## VORLIEGENDER TEXT:
######
# Velo-Discount Grötzingen



## specialist (23. April 2005)

Werte Radsport Gemeinde,
öfters wird hier im Forum Kritik an dem ein oder anderen Radladen geübt. Wo kauf ich am besten, wo besser nicht, da ist die Beratung schlecht und dort wird mir was aufgeschwatzt. Es gibt viele Beispiele und auch ich wüsste sofort einen Laden in dem ich nie was kaufen würde, euch geht´s bestimmt auch so!?
Wenn ihr einen Moment Zeit habt, möchte ich euch erzählen was sich heute im Velo-Discount in Grötzingen zugetragen hat.
Eine Geschichte über einen völlig unbürokratischen Radumtausch:
Mein kleiner Bruder wollte sich ein Rad kaufen. Er hatte 500 Euro und mich nicht um Rat gefragt. Also ging er in o.g. Laden und wie auch immer es dazu kam, das konnte nicht geklärt werden, kam er mit einem Fully von Hawk wieder raus. das Rad stand wohl schon einige Jahre im Laden, war reduziert und kostete 499.- .
Das war vor einer Woche. Als ich heute zu meinem Bruder komme und das Rad sehe, höre was er dafür gezahlt hat ist mir die Kinnlade runter- Betrug! dachte ich als erstes. Das Rad- Baumarktqualität, über den Daumen geschätzt 150 Euro wert (alte RST Gabel+Dämpfer, Alvilo, Acera-STI...ganz schlecht halt), es gibt leider kein Foto, aber ihr könnt mir vertrauen.
######
## ERFASSTE DATEN:
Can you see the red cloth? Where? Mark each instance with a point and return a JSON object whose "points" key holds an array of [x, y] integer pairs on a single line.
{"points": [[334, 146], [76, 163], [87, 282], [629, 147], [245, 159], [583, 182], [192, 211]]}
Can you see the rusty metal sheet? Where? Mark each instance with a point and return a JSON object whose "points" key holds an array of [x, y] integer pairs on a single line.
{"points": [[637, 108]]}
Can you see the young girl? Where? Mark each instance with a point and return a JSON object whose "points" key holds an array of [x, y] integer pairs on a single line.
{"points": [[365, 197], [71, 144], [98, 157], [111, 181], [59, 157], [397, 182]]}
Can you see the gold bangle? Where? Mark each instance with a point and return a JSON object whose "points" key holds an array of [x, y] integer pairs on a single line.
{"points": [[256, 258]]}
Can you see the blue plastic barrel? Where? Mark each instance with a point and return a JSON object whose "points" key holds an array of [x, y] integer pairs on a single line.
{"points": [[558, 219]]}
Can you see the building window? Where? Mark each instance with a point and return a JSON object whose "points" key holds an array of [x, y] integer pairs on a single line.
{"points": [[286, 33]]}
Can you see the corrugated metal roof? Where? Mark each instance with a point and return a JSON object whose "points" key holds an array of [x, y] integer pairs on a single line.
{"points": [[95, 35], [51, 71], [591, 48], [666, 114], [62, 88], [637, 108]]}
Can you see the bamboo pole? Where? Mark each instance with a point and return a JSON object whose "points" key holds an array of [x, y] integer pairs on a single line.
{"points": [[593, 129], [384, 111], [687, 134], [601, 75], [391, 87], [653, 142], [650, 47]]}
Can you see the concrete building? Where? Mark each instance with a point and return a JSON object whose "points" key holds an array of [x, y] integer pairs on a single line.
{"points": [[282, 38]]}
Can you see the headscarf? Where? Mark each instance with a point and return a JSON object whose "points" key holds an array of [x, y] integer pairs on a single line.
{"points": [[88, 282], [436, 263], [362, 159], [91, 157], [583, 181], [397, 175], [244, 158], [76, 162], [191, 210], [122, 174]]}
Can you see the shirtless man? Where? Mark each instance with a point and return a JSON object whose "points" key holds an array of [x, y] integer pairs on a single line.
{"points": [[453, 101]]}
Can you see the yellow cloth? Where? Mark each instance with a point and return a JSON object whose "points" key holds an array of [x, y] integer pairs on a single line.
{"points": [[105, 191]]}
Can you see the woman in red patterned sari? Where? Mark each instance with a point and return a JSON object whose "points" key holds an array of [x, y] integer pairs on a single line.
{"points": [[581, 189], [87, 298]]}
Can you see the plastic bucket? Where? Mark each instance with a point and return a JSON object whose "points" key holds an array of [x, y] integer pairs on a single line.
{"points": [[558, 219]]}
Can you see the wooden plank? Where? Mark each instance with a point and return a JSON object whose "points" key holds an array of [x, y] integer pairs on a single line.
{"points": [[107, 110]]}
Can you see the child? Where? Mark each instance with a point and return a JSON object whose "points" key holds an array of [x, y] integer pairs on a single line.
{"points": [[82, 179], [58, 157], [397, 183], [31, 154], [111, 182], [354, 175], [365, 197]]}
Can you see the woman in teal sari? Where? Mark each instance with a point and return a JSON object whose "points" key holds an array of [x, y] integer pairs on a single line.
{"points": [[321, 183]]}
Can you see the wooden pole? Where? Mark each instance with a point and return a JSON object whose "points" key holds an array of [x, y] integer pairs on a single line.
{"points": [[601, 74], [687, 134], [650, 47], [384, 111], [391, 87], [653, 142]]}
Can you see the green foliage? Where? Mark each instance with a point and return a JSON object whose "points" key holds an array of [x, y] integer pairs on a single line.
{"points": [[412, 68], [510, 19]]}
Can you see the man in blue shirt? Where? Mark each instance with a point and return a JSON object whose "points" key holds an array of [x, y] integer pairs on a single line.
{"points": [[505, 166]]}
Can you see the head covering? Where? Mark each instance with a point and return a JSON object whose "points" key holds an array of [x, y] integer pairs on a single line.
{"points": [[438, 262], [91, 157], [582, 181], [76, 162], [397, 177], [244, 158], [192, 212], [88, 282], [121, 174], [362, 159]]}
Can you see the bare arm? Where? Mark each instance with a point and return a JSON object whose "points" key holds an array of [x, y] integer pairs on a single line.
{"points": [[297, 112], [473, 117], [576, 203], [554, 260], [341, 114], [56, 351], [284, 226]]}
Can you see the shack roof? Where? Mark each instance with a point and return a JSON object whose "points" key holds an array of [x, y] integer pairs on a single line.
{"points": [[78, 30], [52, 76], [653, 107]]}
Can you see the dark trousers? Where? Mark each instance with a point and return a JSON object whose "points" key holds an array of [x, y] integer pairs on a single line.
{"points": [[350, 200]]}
######
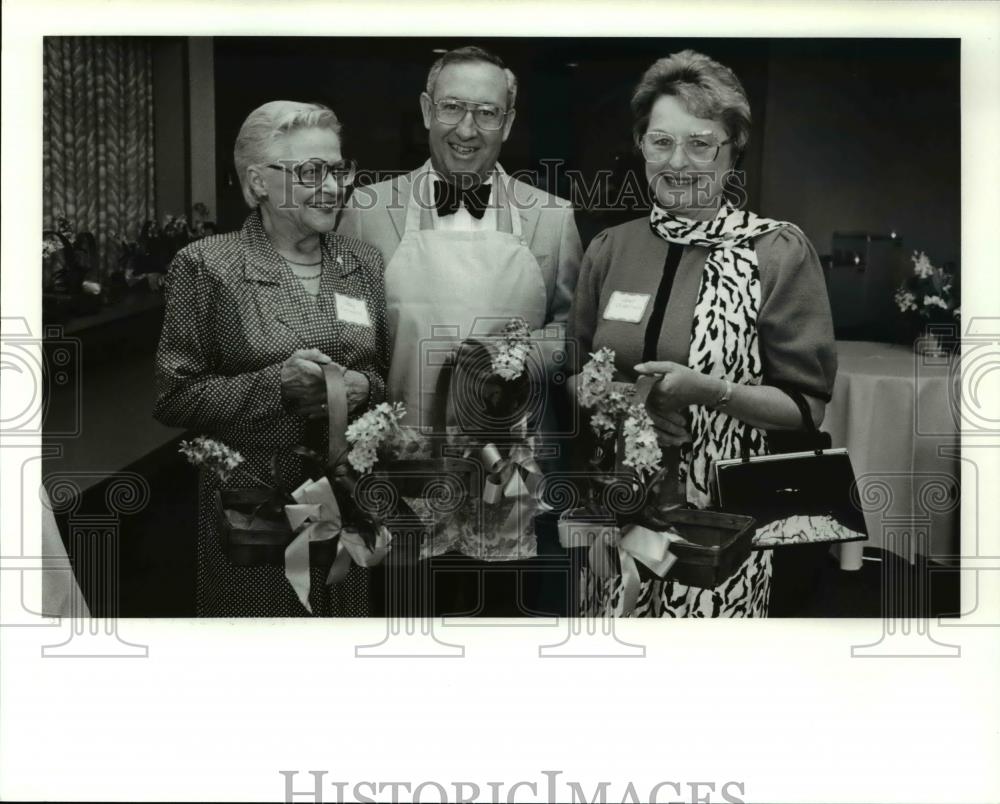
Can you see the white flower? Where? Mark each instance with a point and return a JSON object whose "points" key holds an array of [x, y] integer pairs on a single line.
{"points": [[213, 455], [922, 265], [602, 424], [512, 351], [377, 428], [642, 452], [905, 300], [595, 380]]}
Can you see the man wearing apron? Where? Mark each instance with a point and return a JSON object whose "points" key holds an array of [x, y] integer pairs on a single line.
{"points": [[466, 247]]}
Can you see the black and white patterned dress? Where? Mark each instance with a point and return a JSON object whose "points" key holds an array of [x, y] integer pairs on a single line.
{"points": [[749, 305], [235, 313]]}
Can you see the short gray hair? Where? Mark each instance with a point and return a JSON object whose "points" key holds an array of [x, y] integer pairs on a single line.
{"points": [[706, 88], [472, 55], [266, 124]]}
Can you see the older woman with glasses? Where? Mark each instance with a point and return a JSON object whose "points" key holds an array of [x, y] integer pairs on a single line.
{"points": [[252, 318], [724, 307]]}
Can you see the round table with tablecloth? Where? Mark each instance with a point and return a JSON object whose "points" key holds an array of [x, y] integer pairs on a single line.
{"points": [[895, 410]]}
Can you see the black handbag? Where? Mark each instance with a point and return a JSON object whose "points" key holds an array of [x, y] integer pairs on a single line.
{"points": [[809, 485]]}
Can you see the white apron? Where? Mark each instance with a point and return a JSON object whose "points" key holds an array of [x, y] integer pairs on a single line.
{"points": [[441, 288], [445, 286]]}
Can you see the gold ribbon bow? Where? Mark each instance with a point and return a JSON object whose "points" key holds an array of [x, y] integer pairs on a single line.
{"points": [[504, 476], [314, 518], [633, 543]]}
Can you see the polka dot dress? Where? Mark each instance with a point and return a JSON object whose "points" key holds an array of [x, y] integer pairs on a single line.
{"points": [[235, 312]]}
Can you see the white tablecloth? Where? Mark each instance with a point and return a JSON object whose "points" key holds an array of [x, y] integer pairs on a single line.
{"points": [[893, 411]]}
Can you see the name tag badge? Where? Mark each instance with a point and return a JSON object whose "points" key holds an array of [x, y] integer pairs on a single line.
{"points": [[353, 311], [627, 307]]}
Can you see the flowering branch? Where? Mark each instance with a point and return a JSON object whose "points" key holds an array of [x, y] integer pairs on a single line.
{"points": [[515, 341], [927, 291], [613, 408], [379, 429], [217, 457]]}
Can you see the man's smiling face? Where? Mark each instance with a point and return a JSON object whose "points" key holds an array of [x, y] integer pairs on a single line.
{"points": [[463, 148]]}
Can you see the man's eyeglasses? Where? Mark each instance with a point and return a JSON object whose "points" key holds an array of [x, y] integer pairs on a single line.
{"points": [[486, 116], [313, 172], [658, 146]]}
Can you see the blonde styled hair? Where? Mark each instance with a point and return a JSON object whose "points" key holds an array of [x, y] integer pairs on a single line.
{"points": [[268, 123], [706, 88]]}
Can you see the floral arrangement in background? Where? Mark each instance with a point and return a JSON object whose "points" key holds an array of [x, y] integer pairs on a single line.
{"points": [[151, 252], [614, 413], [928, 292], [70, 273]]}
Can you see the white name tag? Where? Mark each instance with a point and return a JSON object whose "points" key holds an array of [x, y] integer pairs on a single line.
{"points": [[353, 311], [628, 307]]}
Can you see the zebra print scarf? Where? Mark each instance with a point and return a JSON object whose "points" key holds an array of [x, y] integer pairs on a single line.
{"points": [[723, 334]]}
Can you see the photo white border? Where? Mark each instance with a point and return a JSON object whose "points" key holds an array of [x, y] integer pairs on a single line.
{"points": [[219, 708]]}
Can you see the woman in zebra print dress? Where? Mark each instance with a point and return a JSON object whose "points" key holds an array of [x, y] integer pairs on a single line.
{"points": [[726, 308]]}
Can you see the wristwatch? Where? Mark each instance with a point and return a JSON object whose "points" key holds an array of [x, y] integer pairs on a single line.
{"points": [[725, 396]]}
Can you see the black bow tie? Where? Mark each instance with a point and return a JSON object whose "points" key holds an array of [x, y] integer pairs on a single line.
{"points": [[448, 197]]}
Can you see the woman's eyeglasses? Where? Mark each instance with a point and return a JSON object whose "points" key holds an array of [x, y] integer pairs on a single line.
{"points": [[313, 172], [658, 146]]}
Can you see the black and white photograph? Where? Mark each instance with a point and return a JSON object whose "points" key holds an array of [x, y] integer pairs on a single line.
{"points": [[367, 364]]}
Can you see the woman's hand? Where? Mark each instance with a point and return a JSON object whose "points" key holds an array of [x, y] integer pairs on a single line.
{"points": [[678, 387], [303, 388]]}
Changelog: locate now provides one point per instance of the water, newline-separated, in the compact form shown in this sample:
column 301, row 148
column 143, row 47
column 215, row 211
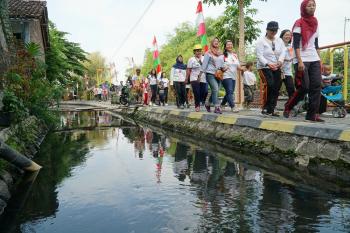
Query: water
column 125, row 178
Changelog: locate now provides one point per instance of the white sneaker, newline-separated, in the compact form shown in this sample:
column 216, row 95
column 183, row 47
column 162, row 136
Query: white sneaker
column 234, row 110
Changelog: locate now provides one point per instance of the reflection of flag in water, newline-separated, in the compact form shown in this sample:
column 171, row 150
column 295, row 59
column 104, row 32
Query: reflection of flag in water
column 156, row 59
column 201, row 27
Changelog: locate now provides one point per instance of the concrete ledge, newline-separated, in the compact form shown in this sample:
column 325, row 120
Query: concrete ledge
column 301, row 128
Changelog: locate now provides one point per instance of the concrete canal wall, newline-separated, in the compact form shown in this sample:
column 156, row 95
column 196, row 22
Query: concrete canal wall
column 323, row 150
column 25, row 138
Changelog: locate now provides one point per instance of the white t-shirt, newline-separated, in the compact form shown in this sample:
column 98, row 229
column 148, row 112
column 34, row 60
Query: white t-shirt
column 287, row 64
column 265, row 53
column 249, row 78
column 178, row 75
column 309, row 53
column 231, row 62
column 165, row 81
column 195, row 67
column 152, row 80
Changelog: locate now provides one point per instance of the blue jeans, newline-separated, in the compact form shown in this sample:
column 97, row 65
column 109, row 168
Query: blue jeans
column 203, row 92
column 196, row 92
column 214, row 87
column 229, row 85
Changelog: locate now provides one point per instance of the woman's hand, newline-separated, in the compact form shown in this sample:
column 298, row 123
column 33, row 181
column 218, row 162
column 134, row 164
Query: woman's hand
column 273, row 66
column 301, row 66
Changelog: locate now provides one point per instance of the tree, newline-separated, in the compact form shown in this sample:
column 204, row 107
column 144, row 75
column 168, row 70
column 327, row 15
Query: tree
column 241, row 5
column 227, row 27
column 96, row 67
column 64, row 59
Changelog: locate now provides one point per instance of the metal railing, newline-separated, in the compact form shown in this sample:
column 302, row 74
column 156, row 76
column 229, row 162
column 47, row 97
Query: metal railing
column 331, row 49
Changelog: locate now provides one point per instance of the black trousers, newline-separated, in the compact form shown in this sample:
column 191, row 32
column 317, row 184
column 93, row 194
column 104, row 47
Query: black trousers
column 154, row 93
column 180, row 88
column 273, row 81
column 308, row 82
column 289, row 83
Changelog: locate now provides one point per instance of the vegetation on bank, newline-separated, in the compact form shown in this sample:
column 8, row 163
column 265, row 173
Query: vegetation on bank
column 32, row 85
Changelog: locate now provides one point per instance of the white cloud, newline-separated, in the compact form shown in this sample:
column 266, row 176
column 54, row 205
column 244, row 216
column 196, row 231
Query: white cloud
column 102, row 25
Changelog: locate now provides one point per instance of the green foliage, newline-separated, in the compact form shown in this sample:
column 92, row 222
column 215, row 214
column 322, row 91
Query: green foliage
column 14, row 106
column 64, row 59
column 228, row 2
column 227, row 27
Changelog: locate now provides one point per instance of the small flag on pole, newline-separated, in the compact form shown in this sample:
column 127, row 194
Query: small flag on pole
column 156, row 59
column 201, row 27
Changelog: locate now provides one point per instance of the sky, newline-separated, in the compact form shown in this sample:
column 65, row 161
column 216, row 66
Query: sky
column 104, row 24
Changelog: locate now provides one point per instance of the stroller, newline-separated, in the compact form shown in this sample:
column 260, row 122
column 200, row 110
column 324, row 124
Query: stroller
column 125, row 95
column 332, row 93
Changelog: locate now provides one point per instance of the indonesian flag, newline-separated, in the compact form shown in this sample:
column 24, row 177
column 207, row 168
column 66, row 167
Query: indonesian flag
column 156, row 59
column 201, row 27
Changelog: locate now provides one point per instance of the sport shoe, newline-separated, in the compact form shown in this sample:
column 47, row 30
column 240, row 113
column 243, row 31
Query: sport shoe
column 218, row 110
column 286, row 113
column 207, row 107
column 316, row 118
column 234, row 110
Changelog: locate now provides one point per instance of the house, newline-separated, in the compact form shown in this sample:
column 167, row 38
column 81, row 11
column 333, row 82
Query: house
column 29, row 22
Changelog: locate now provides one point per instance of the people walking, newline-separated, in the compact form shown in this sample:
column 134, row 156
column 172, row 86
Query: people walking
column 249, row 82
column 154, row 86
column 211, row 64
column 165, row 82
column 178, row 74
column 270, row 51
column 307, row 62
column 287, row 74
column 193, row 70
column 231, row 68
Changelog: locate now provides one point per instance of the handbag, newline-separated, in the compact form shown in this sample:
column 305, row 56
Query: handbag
######
## KURZE ÜBUNG A:
Schreiben Sie aus dem Forumstext über den Radkauf den Abschnitt zwischen „Wenn ihr einen“ und „könnt mir vertrauen.“ ab, beide Stellen eingeschlossen.
## KURZE ÜBUNG B:
Welche Geldbeträge nennt der Forumstext über den Radkauf? Führen Sie alle auf.

## LÖSUNG A:
Wenn ihr einen Moment Zeit habt, möchte ich euch erzählen was sich heute im Velo-Discount in Grötzingen zugetragen hat.
Eine Geschichte über einen völlig unbürokratischen Radumtausch:
Mein kleiner Bruder wollte sich ein Rad kaufen. Er hatte 500 Euro und mich nicht um Rat gefragt. Also ging er in o.g. Laden und wie auch immer es dazu kam, das konnte nicht geklärt werden, kam er mit einem Fully von Hawk wieder raus. das Rad stand wohl schon einige Jahre im Laden, war reduziert und kostete 499.- .
Das war vor einer Woche. Als ich heute zu meinem Bruder komme und das Rad sehe, höre was er dafür gezahlt hat ist mir die Kinnlade runter- Betrug! dachte ich als erstes. Das Rad- Baumarktqualität, über den Daumen geschätzt 150 Euro wert (alte RST Gabel+Dämpfer, Alvilo, Acera-STI...ganz schlecht halt), es gibt leider kein Foto, aber ihr könnt mir vertrauen.

## LÖSUNG B:
- 500 Euro
- 499.-
- 150 Euro